## Prompt
Counting only lines below that contain the string "print", give the total as a single number.

━━━━━ Available data ━━━━━

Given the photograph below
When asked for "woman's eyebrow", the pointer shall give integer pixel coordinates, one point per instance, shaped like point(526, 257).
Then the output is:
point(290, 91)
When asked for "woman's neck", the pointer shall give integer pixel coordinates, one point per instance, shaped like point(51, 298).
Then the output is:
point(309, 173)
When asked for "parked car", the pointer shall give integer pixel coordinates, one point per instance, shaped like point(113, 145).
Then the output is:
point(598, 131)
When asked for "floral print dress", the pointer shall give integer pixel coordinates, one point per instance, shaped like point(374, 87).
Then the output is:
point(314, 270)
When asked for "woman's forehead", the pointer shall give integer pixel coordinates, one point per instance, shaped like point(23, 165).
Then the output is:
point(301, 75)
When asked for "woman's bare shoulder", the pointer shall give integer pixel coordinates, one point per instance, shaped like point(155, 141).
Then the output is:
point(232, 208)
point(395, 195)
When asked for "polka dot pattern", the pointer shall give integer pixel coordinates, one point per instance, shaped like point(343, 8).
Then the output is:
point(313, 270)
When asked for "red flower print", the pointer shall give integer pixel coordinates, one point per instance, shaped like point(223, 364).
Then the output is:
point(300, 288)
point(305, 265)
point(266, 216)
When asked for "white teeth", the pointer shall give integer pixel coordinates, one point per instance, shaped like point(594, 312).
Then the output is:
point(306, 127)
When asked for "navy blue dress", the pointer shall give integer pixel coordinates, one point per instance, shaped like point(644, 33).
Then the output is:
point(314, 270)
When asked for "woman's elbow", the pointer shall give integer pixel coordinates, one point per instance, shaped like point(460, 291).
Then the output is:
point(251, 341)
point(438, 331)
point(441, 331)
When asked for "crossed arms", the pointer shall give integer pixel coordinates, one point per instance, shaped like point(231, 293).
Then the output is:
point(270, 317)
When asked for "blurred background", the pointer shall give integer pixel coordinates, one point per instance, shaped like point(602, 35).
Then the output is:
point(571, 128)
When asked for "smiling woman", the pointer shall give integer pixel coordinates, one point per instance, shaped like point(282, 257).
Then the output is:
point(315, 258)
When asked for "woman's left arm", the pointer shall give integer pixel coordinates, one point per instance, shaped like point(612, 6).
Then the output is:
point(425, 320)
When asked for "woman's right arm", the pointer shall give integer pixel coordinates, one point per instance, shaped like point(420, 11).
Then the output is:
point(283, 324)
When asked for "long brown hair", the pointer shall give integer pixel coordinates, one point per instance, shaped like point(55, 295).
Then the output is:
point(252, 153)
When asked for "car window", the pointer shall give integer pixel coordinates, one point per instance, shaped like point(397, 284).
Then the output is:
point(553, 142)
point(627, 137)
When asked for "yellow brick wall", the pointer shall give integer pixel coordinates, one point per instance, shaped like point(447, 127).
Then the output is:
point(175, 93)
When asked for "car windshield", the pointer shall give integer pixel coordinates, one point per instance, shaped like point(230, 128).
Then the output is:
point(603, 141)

━━━━━

## Answer section
2